[Exercise] Transcribe the records below exactly, from their first line through the line containing "box: [159, 138, 172, 187]". Omit every line after it.

[Stored records]
-------
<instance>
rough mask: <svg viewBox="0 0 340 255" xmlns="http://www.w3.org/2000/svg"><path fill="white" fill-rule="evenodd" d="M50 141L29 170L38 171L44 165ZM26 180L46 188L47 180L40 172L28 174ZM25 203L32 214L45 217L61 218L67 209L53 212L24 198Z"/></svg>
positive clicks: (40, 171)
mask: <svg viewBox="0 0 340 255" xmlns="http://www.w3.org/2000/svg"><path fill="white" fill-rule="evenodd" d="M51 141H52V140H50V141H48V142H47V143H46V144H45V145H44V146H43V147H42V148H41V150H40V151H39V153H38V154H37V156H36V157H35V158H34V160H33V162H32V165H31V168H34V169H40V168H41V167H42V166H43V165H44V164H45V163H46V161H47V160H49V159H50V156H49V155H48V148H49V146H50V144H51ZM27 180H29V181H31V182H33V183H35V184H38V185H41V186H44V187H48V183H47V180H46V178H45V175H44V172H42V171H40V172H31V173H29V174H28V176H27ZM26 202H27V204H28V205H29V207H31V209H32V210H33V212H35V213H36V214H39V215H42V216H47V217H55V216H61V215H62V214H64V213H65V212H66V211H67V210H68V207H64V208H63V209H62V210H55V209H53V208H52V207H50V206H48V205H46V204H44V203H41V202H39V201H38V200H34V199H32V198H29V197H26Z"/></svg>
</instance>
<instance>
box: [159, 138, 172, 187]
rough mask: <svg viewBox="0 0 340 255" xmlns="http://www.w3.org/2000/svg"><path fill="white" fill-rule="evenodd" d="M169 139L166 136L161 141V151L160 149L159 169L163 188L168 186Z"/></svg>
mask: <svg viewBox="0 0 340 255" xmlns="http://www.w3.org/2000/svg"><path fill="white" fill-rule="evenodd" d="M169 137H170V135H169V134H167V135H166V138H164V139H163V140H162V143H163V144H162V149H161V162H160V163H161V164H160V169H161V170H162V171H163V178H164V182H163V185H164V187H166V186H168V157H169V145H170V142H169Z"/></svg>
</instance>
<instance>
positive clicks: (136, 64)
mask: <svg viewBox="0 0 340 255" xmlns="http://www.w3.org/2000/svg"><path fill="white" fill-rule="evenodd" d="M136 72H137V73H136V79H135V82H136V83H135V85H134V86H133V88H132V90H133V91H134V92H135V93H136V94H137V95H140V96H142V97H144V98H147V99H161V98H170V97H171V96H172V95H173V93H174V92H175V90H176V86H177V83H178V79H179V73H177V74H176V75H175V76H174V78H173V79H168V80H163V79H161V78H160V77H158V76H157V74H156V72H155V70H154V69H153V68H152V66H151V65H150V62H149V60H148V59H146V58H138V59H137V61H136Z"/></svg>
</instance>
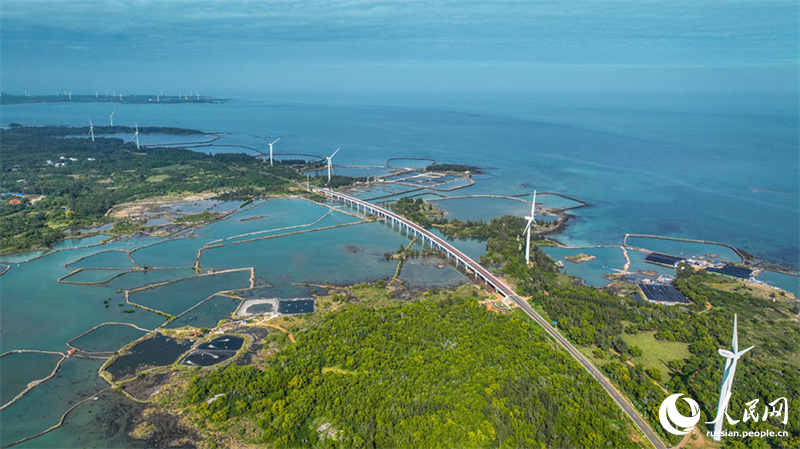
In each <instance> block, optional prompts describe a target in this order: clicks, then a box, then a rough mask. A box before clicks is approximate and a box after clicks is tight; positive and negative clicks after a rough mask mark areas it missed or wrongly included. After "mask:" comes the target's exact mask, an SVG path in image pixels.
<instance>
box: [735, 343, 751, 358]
mask: <svg viewBox="0 0 800 449" xmlns="http://www.w3.org/2000/svg"><path fill="white" fill-rule="evenodd" d="M753 348H755V346H750V347H749V348H747V349H743V350H741V351H739V352H737V353H736V355H738V356H739V357H741V356H742V355H744V353H746V352H747V351H749V350H751V349H753Z"/></svg>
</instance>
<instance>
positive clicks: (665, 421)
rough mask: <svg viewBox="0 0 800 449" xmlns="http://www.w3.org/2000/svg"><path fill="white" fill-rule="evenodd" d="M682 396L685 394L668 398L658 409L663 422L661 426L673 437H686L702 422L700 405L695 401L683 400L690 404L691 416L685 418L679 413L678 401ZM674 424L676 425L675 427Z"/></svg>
mask: <svg viewBox="0 0 800 449" xmlns="http://www.w3.org/2000/svg"><path fill="white" fill-rule="evenodd" d="M681 396H683V394H681V393H676V394H673V395H672V396H669V397H667V398H666V399H664V402H662V403H661V407H660V408H659V409H658V419H659V421H661V425H662V426H664V430H666V431H667V432H669V433H671V434H673V435H686V434H687V433H689V432H690V431H691V430H692V428H694V426H695V425H697V423H698V422H700V405H698V404H697V402H696V401H695V400H694V399H691V398H683V400H684V401H685V402H686V403H687V404H689V408H690V409H691V411H692V415H691V416H683V414H681V412H680V411H678V404H677V401H678V398H680V397H681ZM673 423H674V424H675V425H674V426H673Z"/></svg>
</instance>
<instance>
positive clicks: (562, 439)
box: [186, 294, 637, 448]
mask: <svg viewBox="0 0 800 449" xmlns="http://www.w3.org/2000/svg"><path fill="white" fill-rule="evenodd" d="M296 337H297V340H298V343H297V344H296V345H293V346H290V347H289V348H287V349H285V350H283V351H281V352H279V353H278V354H277V355H275V356H274V357H273V358H270V359H268V360H267V366H266V368H265V369H264V370H263V371H259V370H257V369H255V368H252V367H240V366H235V365H232V366H229V367H227V368H224V369H219V370H216V371H212V372H211V373H209V374H207V375H201V376H199V377H197V378H195V379H194V380H193V381H192V382H191V383H190V384H189V386H188V388H187V390H186V403H187V404H190V405H191V407H192V409H193V410H194V413H195V414H196V416H197V417H198V419H201V420H203V421H204V422H207V423H208V424H209V425H212V426H214V425H215V423H219V422H226V421H228V420H231V419H234V420H236V419H249V420H253V421H255V422H256V423H257V424H258V427H259V428H261V429H262V430H263V433H262V434H261V435H260V436H259V438H258V439H259V440H260V441H263V442H265V443H269V444H271V445H275V446H278V447H297V446H304V447H347V448H349V447H398V448H403V447H409V448H426V447H464V448H466V447H526V448H531V447H637V444H636V443H634V442H632V441H631V440H630V439H629V434H630V433H631V432H632V429H631V428H630V427H629V425H628V423H627V418H624V417H623V416H622V414H621V412H620V411H619V409H618V408H617V406H616V405H615V404H614V403H613V401H611V400H610V398H608V396H607V395H606V393H605V392H604V391H603V390H602V388H601V387H600V385H599V384H598V383H597V382H595V381H594V380H593V379H592V378H591V377H590V376H589V375H588V374H587V373H586V372H585V370H584V369H583V368H582V367H581V366H580V365H579V364H578V363H577V362H576V361H575V360H573V359H572V358H570V357H569V356H568V355H567V354H566V353H564V352H563V351H559V350H556V349H555V348H554V346H553V344H552V343H550V342H549V341H548V339H547V338H546V337H545V334H544V332H543V331H542V330H541V329H539V328H538V327H537V326H536V325H535V324H533V323H531V322H529V321H527V320H525V319H521V318H519V317H517V316H514V315H499V314H495V313H492V312H489V311H487V310H486V309H485V308H484V307H482V306H480V305H479V304H477V302H476V301H475V299H474V298H469V297H466V298H465V297H458V296H454V295H452V294H447V295H445V297H444V298H443V299H423V300H419V301H415V302H410V303H404V304H399V305H391V306H388V307H370V306H369V305H365V304H363V303H361V304H359V303H356V304H351V305H348V306H347V307H346V308H345V309H343V310H341V311H338V312H334V313H331V314H328V315H325V316H323V317H321V318H319V322H318V323H317V324H316V325H313V326H309V327H308V328H307V329H306V330H304V331H303V332H301V333H299V334H296ZM221 393H224V394H225V396H222V397H219V398H218V399H217V400H214V401H213V402H211V403H208V401H207V399H209V398H211V397H213V396H215V395H217V394H221ZM220 428H223V429H224V428H225V426H220Z"/></svg>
-------
[Response]
<instance>
rough mask: <svg viewBox="0 0 340 255" xmlns="http://www.w3.org/2000/svg"><path fill="white" fill-rule="evenodd" d="M50 141L29 170L38 171L44 165ZM26 180L46 188L47 180L40 172L28 174ZM25 203L32 214L45 217L61 218L67 209L53 212L24 198Z"/></svg>
positive clicks: (40, 171)
mask: <svg viewBox="0 0 340 255" xmlns="http://www.w3.org/2000/svg"><path fill="white" fill-rule="evenodd" d="M51 141H52V140H50V141H48V142H47V143H46V144H45V145H44V146H43V147H42V148H41V150H40V151H39V153H38V154H37V156H36V157H35V158H34V160H33V162H32V165H31V168H34V169H40V168H41V167H42V166H43V165H44V164H45V163H46V161H47V160H49V159H50V156H49V155H48V148H49V146H50V144H51ZM27 180H29V181H31V182H33V183H35V184H38V185H41V186H44V187H48V183H47V180H46V178H45V175H44V172H42V171H40V172H31V173H29V174H28V176H27ZM26 202H27V204H28V205H29V207H31V209H32V210H33V212H35V213H36V214H39V215H42V216H47V217H55V216H61V215H62V214H64V213H65V212H66V211H67V210H68V207H64V208H63V209H62V210H55V209H53V208H52V207H50V206H48V205H46V204H44V203H41V202H39V201H38V200H34V199H32V198H29V197H26Z"/></svg>
</instance>
<instance>
box: [159, 138, 172, 187]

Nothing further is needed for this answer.